Stored data entries:
━━━━━━━━━━━━━━━━
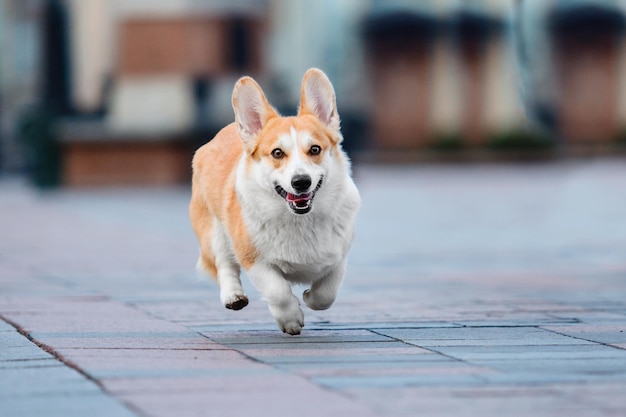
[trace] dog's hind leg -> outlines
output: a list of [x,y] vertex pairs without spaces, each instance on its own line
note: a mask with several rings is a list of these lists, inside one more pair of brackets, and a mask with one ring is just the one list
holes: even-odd
[[327,275],[313,282],[305,290],[302,299],[312,310],[326,310],[335,302],[346,270],[345,262],[332,269]]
━━━━━━━━━━━━━━━━
#### Task prompt:
Set down a word-for-word copy of the records, dropping any picture.

#### Result:
[trace] dog's hind leg -> outlines
output: a list of [x,y] vertex pairs without spaces, each instance on its own line
note: a mask with several rings is a list of these lists, inside one more pair of brackets, and a mask with one ring is just the one list
holes: even-odd
[[327,275],[313,282],[305,290],[302,299],[312,310],[326,310],[335,302],[346,270],[345,262],[332,269]]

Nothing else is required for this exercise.